• [What is asked]:
- a) In the text on the Bolt beta below, replace "lambda expressions" with "anonymous functions" and write out the passage starting with "A distinguishing feature" and going on through "easy to use.".
- b) According to the text on the Bolt beta below, which original interfaces does the beta ship in AMP versions? List every one.

• [Given text]:

* * *

The recently released beta of Bolt introduces several new pieces of technology users should find both exciting and useful. It introduces a C++ AMP interface, which increases the choice available to developers of the underlying technologies to use. Support for TBB is added, to increase the compatibility of a Bolt application to run across a variety of platforms, including CPU-only platforms without heterogeneous compute devices installed. The Bolt OpenCL interface has been expanded with increased support of new features and performance optimizations. Last, but not least, the source to Bolt is made available on the open source social programming platform GitHub, which is available at: https://github.com/HSA-Libraries/Bolt

I refine details about each of these areas below:

AMP interface

The Bolt beta ships AMP versions of the original interfaces the preview version of Bolt released with, including transform, reduction, scan and sort interfaces.  In addition, the AMP device_vector container wraps around the native AMP concurrency::array constructs and provides the necessary vector interface that STL style functions expect.  This includes the ability to declare 0-sized device_vectors, to query for vector iterators with begin()/end() methods and all the other appropriate convenience methods to insert and delete elements into a vector.

A distinguishing feature of the Bolt AMP interface is its ability to accept lambda expressions where explicit functor objects were expected before; this promotes less verbose and easier to maintain code.  AMP also provides for a friendlier development environment as all device kernel code is compiled at compile-time, as opposed to OpenCL’s more difficult but more flexible runtime compilation.  Microsoft’s Visual Studio integrated AMP debugger environment is also friendly and easy to use.

The introduction of AMP allows Bolt to run across a variety of vendor accelerator hardware, as the AMP runtime ensures compatibility.  AMP support does not exist on Linux yet but Bolt is ready for it.

* * *

• [Raw data]:

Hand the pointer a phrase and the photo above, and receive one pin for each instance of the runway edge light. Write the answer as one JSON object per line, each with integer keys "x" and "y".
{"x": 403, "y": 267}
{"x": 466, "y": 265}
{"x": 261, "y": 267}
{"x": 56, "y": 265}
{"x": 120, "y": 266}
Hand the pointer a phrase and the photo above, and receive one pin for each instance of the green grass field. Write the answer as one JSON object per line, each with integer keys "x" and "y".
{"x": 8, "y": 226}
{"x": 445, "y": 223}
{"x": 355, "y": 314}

* * *

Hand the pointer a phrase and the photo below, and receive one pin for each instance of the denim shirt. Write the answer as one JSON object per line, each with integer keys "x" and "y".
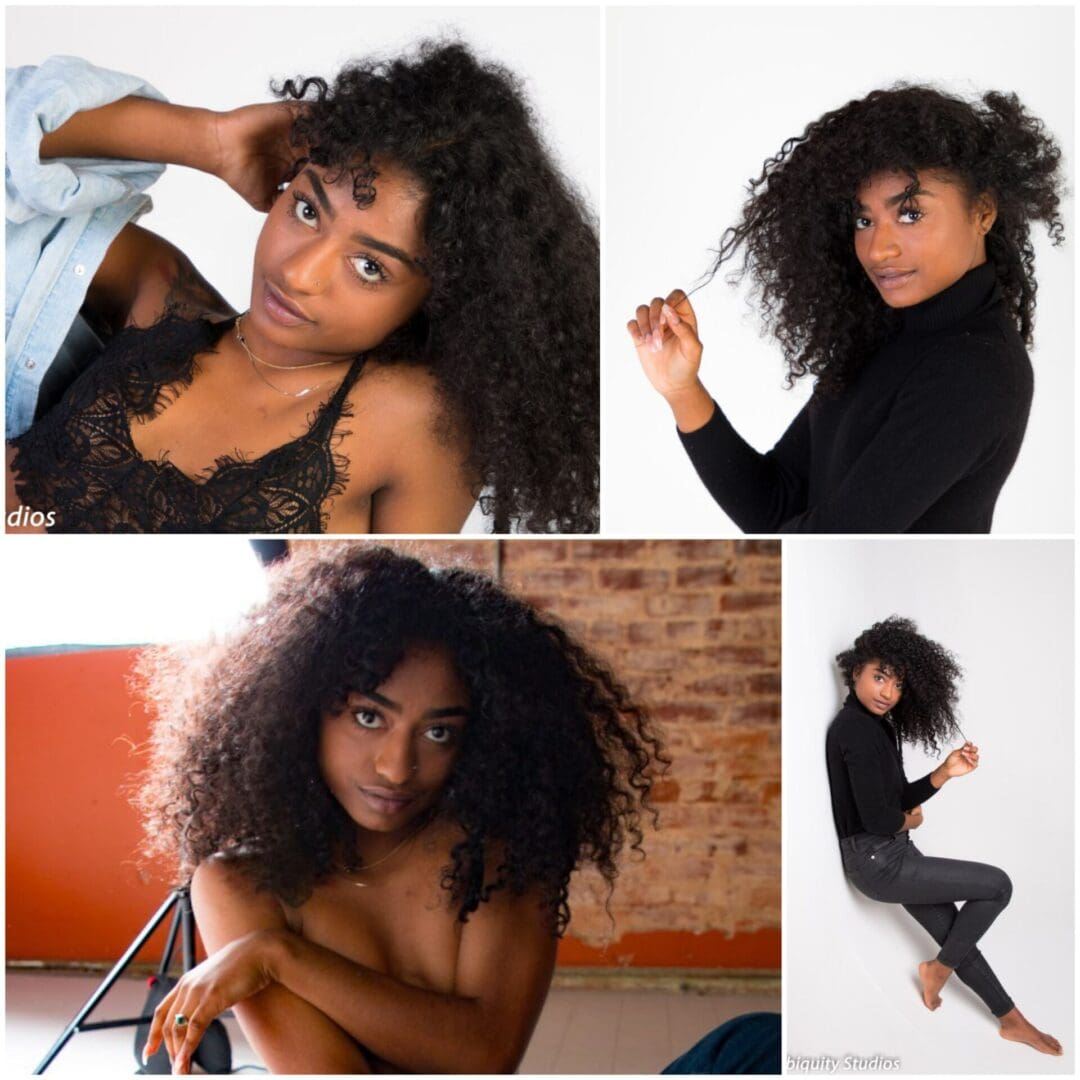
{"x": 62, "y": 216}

* * *

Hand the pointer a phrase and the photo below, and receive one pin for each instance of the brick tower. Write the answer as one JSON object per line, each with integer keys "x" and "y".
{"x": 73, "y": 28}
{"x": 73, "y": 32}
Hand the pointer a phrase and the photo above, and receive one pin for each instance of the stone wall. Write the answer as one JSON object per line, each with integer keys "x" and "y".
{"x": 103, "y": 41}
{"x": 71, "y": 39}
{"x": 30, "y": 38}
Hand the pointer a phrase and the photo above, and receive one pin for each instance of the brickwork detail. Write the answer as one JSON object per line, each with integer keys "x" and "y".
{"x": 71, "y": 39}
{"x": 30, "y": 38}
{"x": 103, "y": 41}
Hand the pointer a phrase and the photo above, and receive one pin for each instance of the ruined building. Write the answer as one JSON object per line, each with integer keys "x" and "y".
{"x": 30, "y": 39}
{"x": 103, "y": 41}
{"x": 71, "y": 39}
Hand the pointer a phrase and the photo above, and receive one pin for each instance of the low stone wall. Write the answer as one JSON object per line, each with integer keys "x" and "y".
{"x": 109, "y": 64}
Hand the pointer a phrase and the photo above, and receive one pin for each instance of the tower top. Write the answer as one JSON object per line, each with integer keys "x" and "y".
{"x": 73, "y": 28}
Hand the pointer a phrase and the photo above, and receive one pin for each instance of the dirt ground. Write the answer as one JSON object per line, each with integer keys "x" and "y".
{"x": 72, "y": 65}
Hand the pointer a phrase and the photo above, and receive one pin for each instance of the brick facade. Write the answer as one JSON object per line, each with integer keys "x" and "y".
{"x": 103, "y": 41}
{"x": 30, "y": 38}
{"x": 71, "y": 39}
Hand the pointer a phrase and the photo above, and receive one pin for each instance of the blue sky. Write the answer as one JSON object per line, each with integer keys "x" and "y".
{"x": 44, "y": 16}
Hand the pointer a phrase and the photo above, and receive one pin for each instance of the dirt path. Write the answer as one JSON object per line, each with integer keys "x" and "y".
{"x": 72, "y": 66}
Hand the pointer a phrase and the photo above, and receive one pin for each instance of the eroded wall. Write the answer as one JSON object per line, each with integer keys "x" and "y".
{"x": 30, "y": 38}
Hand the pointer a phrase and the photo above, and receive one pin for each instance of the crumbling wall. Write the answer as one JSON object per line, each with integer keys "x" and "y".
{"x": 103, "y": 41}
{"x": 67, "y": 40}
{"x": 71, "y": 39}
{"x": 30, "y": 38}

* * *

• [The results]:
- a)
A distinguishing feature of the Bolt AMP interface is its ability to accept anonymous functions where explicit functor objects were expected before; this promotes less verbose and easier to maintain code.  AMP also provides for a friendlier development environment as all device kernel code is compiled at compile-time, as opposed to OpenCL’s more difficult but more flexible runtime compilation.  Microsoft’s Visual Studio integrated AMP debugger environment is also friendly and easy to use.

- b)
- transform
- reduction
- scan
- sort